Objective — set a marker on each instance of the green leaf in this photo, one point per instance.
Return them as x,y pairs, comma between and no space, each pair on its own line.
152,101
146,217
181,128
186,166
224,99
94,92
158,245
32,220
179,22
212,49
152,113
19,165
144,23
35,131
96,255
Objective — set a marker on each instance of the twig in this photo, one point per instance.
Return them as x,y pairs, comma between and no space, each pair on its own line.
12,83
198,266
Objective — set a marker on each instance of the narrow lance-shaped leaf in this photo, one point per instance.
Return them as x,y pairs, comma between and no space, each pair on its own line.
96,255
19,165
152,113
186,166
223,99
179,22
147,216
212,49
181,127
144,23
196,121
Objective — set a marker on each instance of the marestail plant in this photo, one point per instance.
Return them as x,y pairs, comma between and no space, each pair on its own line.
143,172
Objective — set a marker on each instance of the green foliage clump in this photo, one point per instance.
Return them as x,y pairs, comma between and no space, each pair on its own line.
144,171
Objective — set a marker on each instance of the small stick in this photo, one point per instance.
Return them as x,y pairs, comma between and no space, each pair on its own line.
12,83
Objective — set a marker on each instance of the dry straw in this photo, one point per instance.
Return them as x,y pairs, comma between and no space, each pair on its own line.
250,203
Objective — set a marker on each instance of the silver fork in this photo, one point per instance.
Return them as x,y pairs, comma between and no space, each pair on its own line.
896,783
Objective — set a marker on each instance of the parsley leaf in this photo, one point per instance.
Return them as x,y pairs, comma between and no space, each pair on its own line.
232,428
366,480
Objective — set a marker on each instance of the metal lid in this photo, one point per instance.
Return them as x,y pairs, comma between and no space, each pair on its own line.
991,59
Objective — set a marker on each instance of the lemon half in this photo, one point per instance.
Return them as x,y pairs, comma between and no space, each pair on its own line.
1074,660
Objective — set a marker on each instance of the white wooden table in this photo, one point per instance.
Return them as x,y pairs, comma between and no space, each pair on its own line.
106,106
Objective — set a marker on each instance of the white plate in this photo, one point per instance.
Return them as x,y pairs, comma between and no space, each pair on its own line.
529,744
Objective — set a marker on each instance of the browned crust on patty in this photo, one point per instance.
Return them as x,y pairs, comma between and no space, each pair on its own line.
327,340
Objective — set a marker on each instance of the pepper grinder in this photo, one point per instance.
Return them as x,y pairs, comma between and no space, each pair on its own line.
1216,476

▶ SET TASK: Turn everything from the line containing "Objective — set a marker on each instance of the pepper" down to the last line of the rows into a numbered list, leaving out blank lines.

▶ SOLUTION TO THE EXERCISE:
1. Objective — set a marker on each instance of the pepper grinder in this photo, one point per instance.
2. Return them as x,y pairs, comma between and no space, each pair on its own line.
3. 1216,476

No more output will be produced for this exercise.